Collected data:
------------------------------------------------------------

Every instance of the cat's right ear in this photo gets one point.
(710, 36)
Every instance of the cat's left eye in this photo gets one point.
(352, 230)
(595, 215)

------------------------------------------------------------

▶ _WHAT TO WORK ON_: Copy every item above word for word, changing nothing.

▶ _SOLUTION_:
Every instance of the cat's right ear in this photo gets one point.
(710, 36)
Every instance of the cat's left eye in this photo gets one point.
(352, 230)
(595, 215)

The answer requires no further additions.